GIVEN REQUEST
Copy out the lines between the one containing "Using the specimen image, mark the rocky" and the one containing "[212,35,320,76]", inclusive, switching "rocky cliff" to "steep cliff" and leaving everything else unchanged.

Data listing:
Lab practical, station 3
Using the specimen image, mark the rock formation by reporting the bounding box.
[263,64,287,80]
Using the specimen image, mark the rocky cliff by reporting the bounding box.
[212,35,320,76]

==

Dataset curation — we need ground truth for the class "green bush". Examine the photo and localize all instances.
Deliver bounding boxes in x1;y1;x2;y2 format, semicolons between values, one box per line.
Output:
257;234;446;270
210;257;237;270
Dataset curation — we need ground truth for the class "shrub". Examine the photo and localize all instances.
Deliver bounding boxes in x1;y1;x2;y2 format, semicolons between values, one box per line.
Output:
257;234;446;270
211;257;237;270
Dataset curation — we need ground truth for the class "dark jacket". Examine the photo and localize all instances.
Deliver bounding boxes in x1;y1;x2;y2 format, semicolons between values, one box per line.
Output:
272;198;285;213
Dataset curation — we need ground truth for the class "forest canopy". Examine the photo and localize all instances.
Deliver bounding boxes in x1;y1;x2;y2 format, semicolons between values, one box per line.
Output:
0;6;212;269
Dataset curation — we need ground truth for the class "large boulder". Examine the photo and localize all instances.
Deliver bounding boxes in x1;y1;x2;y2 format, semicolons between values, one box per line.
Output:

WRITTEN REPLY
Using the specimen image, mark the steep cliff by reporting the bounding box.
[212,35,320,76]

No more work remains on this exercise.